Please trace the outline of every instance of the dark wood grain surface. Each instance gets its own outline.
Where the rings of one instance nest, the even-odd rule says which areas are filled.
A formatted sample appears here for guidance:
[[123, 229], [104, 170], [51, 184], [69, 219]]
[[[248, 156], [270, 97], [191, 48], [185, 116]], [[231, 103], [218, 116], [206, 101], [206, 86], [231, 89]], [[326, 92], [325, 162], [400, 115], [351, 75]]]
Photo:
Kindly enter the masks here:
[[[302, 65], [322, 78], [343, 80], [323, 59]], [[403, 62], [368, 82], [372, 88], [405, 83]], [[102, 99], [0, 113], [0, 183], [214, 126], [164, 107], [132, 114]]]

[The request]
Render these rows as a numbered list, omitting blank lines.

[Output for this exercise]
1. Please trace the outline of every instance of the dark wood grain surface. Each instance gets its own outline.
2. Where the rings of one instance nest, the even-odd rule says which areas are filled.
3. A formatted sample appears here for guidance:
4. [[123, 229], [104, 170], [51, 184], [69, 219]]
5. [[[248, 156], [270, 97], [191, 48], [185, 116]], [[231, 103], [218, 116], [206, 101], [206, 86], [231, 89]], [[326, 92], [325, 162], [400, 115], [351, 75]]]
6. Photo:
7. Kindly enter the masks here:
8. [[[302, 65], [322, 78], [343, 80], [323, 59]], [[403, 62], [368, 82], [372, 88], [405, 83]], [[102, 99], [0, 113], [0, 183], [214, 126], [164, 107], [132, 114]]]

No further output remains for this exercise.